# [Source document]
****************************************
What’s remarkable is the dependency footprint. The package.json lists only Express. Everything else—HTTP client, JSON parsing, file I/O, even the Discord and Telegram bot logic—uses built-in Node.js capabilities. This minimalism isn’t just aesthetic; it reduces supply chain risk, simplifies auditing, and ensures the system remains stable as the JavaScript ecosystem churns through breaking changes.
Gotcha
The 15-minute polling interval is both a feature and a limitation. For monitoring slow-moving geopolitical trends or economic shifts, it’s perfectly adequate. But if you’re tracking a rapidly developing crisis—a military escalation, a breaking pandemic event, or a flash crash—those 15 minutes feel eternal. You can trigger manual sweeps via bot commands or the web UI, but there’s no built-in logic for adaptive polling that increases frequency when anomalies are detected. Building that would require more sophisticated state management than the current file-based cache provides.
API key management is entirely manual. Crucix includes a configuration file (config.example.json) with placeholders for 27 different API credentials, but acquiring those keys is your responsibility. Some sources like Yahoo Finance work without authentication, but most require signing up for developer accounts, navigating documentation, and managing rate limits. The repository doesn’t include scrapers or unofficial access methods—it’s strictly above-board API usage. This is ethical and legally sound, but it means significant setup time before you see meaningful data. There’s no graceful onboarding flow; you either configure everything upfront or get incomplete results.
****************************************
# [Task requirements]
(1) Answer from the Crucix overview:
(a) What is the only package listed in package.json?
(b) How often does the system poll its sources?
(c) How many API credentials have placeholders in config.example.json?
(2) Resume the Crucix overview after its last sentence, "There's no graceful onboarding flow; you either configure everything upfront or get incomplete results."
The material comes from a separate source.

# [Material provided]
****************************************
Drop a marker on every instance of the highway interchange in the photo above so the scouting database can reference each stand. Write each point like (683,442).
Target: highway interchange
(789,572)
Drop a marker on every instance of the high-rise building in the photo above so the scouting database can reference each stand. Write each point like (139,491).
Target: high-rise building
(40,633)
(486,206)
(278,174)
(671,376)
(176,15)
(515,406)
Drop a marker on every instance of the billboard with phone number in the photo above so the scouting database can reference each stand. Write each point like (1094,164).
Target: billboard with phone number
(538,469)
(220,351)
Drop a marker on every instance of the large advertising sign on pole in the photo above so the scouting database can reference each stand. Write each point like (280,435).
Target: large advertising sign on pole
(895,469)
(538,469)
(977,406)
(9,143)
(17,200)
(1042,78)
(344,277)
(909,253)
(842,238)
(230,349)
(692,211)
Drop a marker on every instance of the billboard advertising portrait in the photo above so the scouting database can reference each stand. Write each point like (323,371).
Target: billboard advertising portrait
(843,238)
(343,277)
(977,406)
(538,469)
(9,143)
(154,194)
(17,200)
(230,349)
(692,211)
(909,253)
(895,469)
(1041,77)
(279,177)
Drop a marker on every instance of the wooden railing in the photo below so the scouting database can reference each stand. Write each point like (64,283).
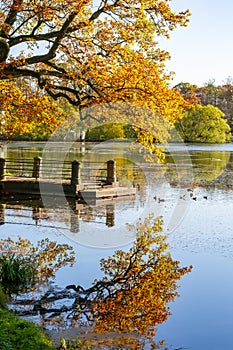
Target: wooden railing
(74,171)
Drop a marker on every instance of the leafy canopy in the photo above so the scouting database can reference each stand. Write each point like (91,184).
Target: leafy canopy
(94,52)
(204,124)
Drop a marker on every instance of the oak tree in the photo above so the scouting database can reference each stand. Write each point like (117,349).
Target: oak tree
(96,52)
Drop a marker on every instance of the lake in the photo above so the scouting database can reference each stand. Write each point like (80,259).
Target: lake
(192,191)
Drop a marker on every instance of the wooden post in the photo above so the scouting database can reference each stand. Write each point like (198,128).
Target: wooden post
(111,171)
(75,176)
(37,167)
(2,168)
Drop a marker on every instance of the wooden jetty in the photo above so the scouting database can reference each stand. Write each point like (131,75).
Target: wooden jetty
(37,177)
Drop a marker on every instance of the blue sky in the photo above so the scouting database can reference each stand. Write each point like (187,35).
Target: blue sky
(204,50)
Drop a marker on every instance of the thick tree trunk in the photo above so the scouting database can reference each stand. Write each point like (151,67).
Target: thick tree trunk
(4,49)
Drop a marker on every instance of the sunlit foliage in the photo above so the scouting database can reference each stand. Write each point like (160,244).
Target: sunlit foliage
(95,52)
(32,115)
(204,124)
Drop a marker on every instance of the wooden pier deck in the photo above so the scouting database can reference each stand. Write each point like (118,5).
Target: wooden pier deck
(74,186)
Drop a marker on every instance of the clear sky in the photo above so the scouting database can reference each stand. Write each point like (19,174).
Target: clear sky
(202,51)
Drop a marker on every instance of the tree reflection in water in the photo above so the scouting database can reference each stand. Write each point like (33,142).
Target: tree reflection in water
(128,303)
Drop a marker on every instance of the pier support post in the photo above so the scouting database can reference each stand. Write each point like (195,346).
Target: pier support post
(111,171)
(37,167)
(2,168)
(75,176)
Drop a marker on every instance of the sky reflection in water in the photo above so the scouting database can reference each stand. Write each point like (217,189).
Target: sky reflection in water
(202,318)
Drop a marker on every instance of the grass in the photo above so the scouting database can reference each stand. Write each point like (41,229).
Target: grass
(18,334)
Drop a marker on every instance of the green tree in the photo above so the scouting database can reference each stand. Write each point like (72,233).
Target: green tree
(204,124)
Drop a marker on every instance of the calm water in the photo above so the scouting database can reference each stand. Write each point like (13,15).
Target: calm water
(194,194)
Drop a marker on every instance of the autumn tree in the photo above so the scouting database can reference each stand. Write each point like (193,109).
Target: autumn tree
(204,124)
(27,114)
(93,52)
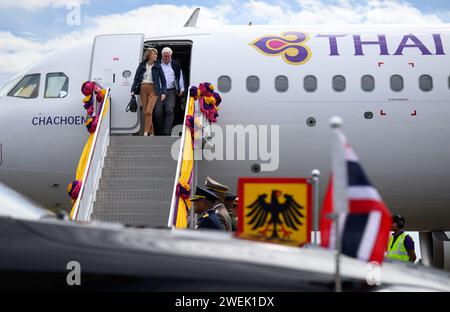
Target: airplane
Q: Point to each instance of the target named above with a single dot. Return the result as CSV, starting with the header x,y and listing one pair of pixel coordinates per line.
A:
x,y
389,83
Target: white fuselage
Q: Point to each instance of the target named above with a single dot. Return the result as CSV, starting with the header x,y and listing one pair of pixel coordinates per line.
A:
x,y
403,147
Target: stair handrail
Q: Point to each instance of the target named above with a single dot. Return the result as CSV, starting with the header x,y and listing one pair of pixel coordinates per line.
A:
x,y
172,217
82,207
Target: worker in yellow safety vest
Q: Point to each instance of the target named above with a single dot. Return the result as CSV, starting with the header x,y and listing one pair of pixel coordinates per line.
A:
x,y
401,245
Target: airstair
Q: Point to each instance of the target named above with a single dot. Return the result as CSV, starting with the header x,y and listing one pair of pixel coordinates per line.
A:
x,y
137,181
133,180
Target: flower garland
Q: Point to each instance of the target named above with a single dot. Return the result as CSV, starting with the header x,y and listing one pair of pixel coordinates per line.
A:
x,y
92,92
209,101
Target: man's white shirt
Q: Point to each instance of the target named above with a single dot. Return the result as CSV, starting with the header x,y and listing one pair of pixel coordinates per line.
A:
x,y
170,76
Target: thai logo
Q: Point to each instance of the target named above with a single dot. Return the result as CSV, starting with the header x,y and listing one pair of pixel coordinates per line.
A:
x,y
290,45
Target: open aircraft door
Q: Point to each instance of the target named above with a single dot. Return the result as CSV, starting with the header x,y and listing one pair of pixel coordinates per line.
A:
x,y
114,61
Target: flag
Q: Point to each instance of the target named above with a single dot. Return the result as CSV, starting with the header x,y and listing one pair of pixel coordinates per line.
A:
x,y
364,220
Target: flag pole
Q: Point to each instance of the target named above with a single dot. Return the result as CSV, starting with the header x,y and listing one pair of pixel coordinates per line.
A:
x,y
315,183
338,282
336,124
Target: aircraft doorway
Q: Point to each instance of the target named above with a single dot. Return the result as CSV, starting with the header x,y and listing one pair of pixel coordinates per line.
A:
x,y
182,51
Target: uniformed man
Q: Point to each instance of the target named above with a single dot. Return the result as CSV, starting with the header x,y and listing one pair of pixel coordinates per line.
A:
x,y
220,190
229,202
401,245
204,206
****************************************
# [Outputs in order]
(1)
(a) Express
(b) Every 15 minutes
(c) 27

(2)
Verdict
Use Crucix if you’re building situational awareness infrastructure that must run on-premise, need to correlate intelligence across multiple domains (geopolitical, environmental, economic, social), or want a privacy-first alternative to commercial OSINT platforms with subscription fees and data-sharing clauses. It’s ideal for investigative journalists tracking conflict zones, independent researchers studying climate patterns, or security teams in regulated industries where cloud services aren’t permitted. The minimal dependencies and AGPL license make it particularly suited for academic environments or organizations that require reproducible, auditable intelligence workflows. Skip it if you need sub-minute alerting latency for time-critical scenarios, lack the technical background to configure 27 different APIs and debug Node.js applications, or prefer turn-key SaaS solutions with customer support and guaranteed uptime. It’s also not the right choice if you need collaborative features like shared annotations, team-based access controls, or audit logging—Crucix is fundamentally a single-user tool, though you can expose the SSE stream to multiple clients.